A força de uma estrela
Em noite de redenção do Aerosmith, Steven Tyler brilha e comanda show para 38 mil pessoas. Foto: Marcelo Rossi/Divulgação Time For Fun.
Chamar de surpreendente um show de uma banda que há seis anos não lança nada de novo pode parecer exagero, mas, para quem passou o ano de 2009 lendo notícias de que o Aerosmith estava acabado, a apresentação de ontem, no Estádio do Parque Antarctica, em São Paulo, foi, sim, uma grata surpresa. Cerca de 38 mil pessoas viram uma banda muito bem entrosada e articulada, liderada por um Steven Tyler completamente revigorado, muito longe daquele personagem decadente que quebrava a cabeça ao cair do palco. A noite foi dele: cantou muito, quase sem desafinar, fez todas as coreografias habituais, esbanjando fôlego, resistência física e vigor, e comandou – literalmente – uma platéia que se dividia entre participativa e boquiaberta.
O repertório já é conhecido, e, tal qual um reloginho, tem sempre 19 músicas apresentadas em exatas duas horas de duração. Apesar disso, o grupo injeta uma ou outra coisa inesperada. Ontem foi a vez de “Kings And Queens”, desenterrada do álbum “Draw The Line” e apresentada por Tyler como uma “novidade” para o público de São Paulo. Foi a primeira vez que o grupo tocou a música neste que foi o quinto show da “Cocked, Locked, Ready to Rock Tour”. Antes, a turnê passou por Caracas, dia 17; Bogotá, dia 20; Lima, dia 22; Santiago, dia 25; e Porto Alegre, dia 27 - clique nas cidades para ver quais músicas foram tocadas em cada apresentação. Por outro lado, a ausência mais sentida foi a do hit “Jane’s Got a Gun”, que curiosamente tem sido omitido em toda a turnê.

**Dados extraídos:**
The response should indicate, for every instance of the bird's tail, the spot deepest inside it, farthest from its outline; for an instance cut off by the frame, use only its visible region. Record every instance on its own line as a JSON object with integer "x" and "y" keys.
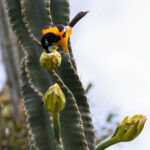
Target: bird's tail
{"x": 79, "y": 16}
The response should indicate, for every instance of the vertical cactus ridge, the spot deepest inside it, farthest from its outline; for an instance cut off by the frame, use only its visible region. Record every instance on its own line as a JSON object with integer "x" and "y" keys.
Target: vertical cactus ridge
{"x": 60, "y": 11}
{"x": 37, "y": 119}
{"x": 71, "y": 122}
{"x": 36, "y": 19}
{"x": 47, "y": 3}
{"x": 72, "y": 81}
{"x": 39, "y": 77}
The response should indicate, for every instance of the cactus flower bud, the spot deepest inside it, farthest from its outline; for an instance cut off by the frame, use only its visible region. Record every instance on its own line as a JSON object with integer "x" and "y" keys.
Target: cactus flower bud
{"x": 54, "y": 99}
{"x": 129, "y": 129}
{"x": 7, "y": 111}
{"x": 50, "y": 61}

**Tarefas propostas:**
1. Segundo a resenha do show do Aerosmith, quantas pessoas assistiram à apresentação no Estádio do Parque Antarctica?
2. Prossiga com a resenha do show do Aerosmith a partir da última frase apresentada.

**Respostas por tarefa:**
1. Cerca de 38 mil pessoas.

2.
Sentida depois que o show acaba, porque as duas horas funcionam como um lapso do tempo em que banda e fãs mergulham numa história de cumplicidade já conhecida. Em “What It Takes”, por exemplo, Tyler começar cantando os versos e é acompanhado à capela num dos momentos mais emocionantes do show. “Lindo”, disse o vocalista. Ele conversava pouco com a platéia, mas se comunicava cantando, em expressões corporais e coreografias, que era uma beleza. Uma careta ou um trejeito de Tyler, interpretando os sucessos do Aerosmith, vale mais que mil palavras. Na agitada “Falling In Love (Is Hard On The Knees)”, disse que ama o Brasil, antes de receber uma bandeira brasileira com o símbolo do grupo costurado por cima. Não hesitou em lançar os óculos escuros para o público, como faria com várias gaitas que usou durante o set.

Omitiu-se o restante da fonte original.